● Tasks to complete
- a) In the text on the toxic triangle, rewrite the paragraph beginning "Few things survive in isolation" as a short bulleted list that keeps its main points.
- b) Answer these questions from the text on the toxic triangle:
(i) Which of the toxic leader's dimensions is described as an inflated sense of self-importance and superiority?
(ii) What are the two types of followers of toxic leaders?
(iii) Which parties should a culture audit engage?

The Toxic Triangle

Key Thought

Toxic cultures are a function of three components that propagate their existence: leaders, followers and the organisational environment. Each contributes to sustaining the dysfunctional workplace.

Few things survive in isolation. Toxic leaders are frequently identified and characterised, but they cannot exist in a vacuum. By definition, a toxic leader must have followers and invariably, this leader-follower relationship will occur in the context of an organisation or community.

  1. The toxic leader is characterised by five dimensions:
    • Abusive supervision: the display of hostile verbal and nonverbal behaviours
    • Authoritarianism: asserting absolute authority and control and demanding unquestioned obedience from subordinates
    • Narcissism: an inflated sense of self-importance and superiority
    • Self-promotion: over-confident, manipulative and controlling
    • Unpredictability: erratic behaviour, emotional outbursts, inconsistent and poor judgments.
  1. Followers of toxic leaders are characterised as:
    • Conformers: who may lack self-worth or conviction and passively submit to a toxic leadership style, or
    • Colluders: who align their interests and goals with a toxic leader to benefit from the opportunities created by his or her success.
  1. A toxic environment is characterised by:
    • Fear: workers feel under constant threat and lack the courage to confront issues or their leaders
    • Silence: people withhold their thoughts and opinions and refrain from questioning or challenging ideas, processes or initiatives
    • Hierarchy: status, job titles and reporting lines define the pecking order
    • In and out groups: silos form of teams with and without power to influence, unwritten rules emerge and favouritism is rife
    • Absence of trust: micromanagement is pervasive, decisions on almost everything come from the top
    • No discretionary effort: workers perform to their job description, and no more
    • Lack of innovation: ideation is stifled by low risk-tolerance, no recognition or incentive exists for creativity and the emphasis is on self-preservation.

If you have ever described a workplace you know as having a toxic culture, it will have had elements of all three of the above. Therefore, to transform a toxic culture, a multi-dimensional approach is required:

  • Leaders should be assessed independently and by 360 degree evaluations to determine their leadership strengths and potential derailers.
  • Followers should receive training and open communication channels to enable them to identify toxic behaviours and develop strategies to deal with them.
  • A culture audit should be undertaken engaging HR, cross-sectional focus groups and independent parties to define the current and desired organisational culture as well as a transformational program to achieve it.

Recognising the interactive role of the three aspects of the toxic triangle and channelling efforts to all three is a fundamental necessity to achieving progress toward a thriving, healthy organisation.

● Material provided
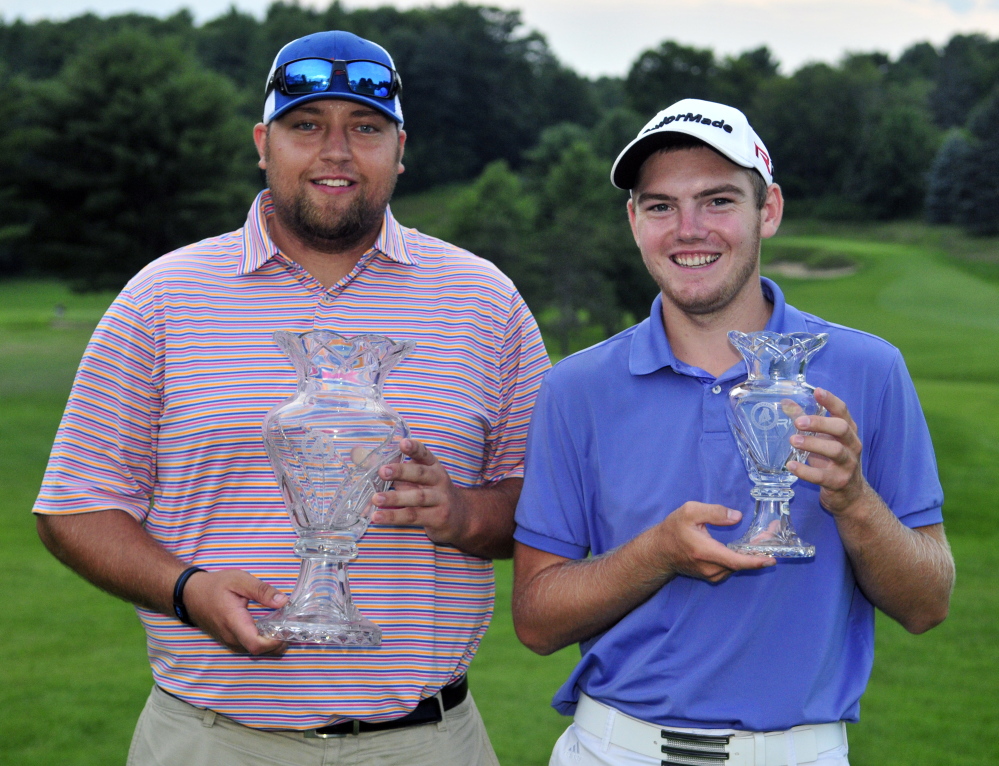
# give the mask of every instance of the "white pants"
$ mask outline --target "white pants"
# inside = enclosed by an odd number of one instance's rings
[[[847,749],[843,745],[819,753],[817,760],[808,761],[808,766],[850,766]],[[661,763],[661,759],[612,745],[573,723],[555,743],[548,766],[660,766]],[[799,766],[804,764],[799,762]]]

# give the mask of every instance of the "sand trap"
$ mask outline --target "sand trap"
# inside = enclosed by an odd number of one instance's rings
[[[856,266],[836,266],[831,269],[822,269],[809,266],[807,263],[795,261],[777,261],[763,266],[766,274],[776,274],[779,277],[791,277],[793,279],[838,279],[848,277],[857,273]]]

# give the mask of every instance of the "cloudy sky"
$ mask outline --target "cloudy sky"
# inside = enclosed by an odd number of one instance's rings
[[[325,6],[320,0],[303,4]],[[437,0],[443,5],[449,0]],[[0,0],[0,18],[68,18],[191,8],[205,21],[230,4],[256,15],[269,0]],[[346,0],[349,8],[385,0]],[[400,7],[429,0],[396,0]],[[489,0],[518,8],[555,53],[586,75],[623,75],[637,55],[665,39],[739,53],[768,45],[785,72],[806,61],[836,61],[845,51],[897,55],[914,42],[946,42],[955,33],[999,38],[999,0]]]

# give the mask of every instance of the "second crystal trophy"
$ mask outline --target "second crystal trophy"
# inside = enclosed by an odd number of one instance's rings
[[[347,564],[367,531],[372,496],[388,486],[378,469],[399,460],[409,435],[382,384],[414,344],[324,330],[278,331],[274,340],[291,357],[298,391],[267,413],[264,445],[302,564],[289,602],[257,628],[283,641],[378,646],[381,629],[354,605]]]
[[[795,419],[825,414],[813,387],[805,382],[805,366],[828,337],[770,331],[728,334],[749,370],[749,378],[729,392],[728,410],[756,501],[749,531],[728,545],[740,553],[779,558],[815,555],[815,546],[798,537],[791,525],[791,485],[798,477],[786,466],[789,460],[803,463],[808,457],[791,446],[790,438],[799,433]]]

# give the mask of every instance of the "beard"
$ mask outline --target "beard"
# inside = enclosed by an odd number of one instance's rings
[[[281,225],[304,245],[322,253],[350,250],[380,229],[385,208],[395,191],[396,177],[374,194],[371,188],[358,194],[345,210],[324,210],[305,190],[286,195],[268,179],[274,214]]]
[[[742,263],[738,264],[737,270],[723,284],[719,285],[715,292],[706,295],[692,298],[680,295],[673,291],[669,281],[662,274],[657,273],[656,270],[651,268],[651,264],[648,262],[646,262],[646,268],[649,269],[649,273],[659,286],[663,298],[667,299],[678,309],[686,314],[695,316],[714,314],[722,311],[735,300],[735,297],[742,292],[746,283],[756,274],[760,262],[761,242],[760,222],[757,219],[755,230],[752,233],[750,241],[747,243],[749,252],[753,254],[752,257],[746,258]]]

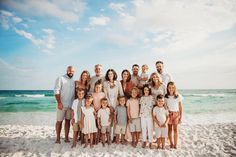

● Results for the exercise
- a)
- Few things survive in isolation.
- Toxic leaders are often identified and characterized, but they cannot exist in a vacuum.
- A toxic leader must, by definition, have followers.
- This leader-follower relationship invariably occurs within an organization or community.

- b)
(i) Narcissism
(ii) Conformers and colluders
(iii) HR, cross-sectional focus groups and independent parties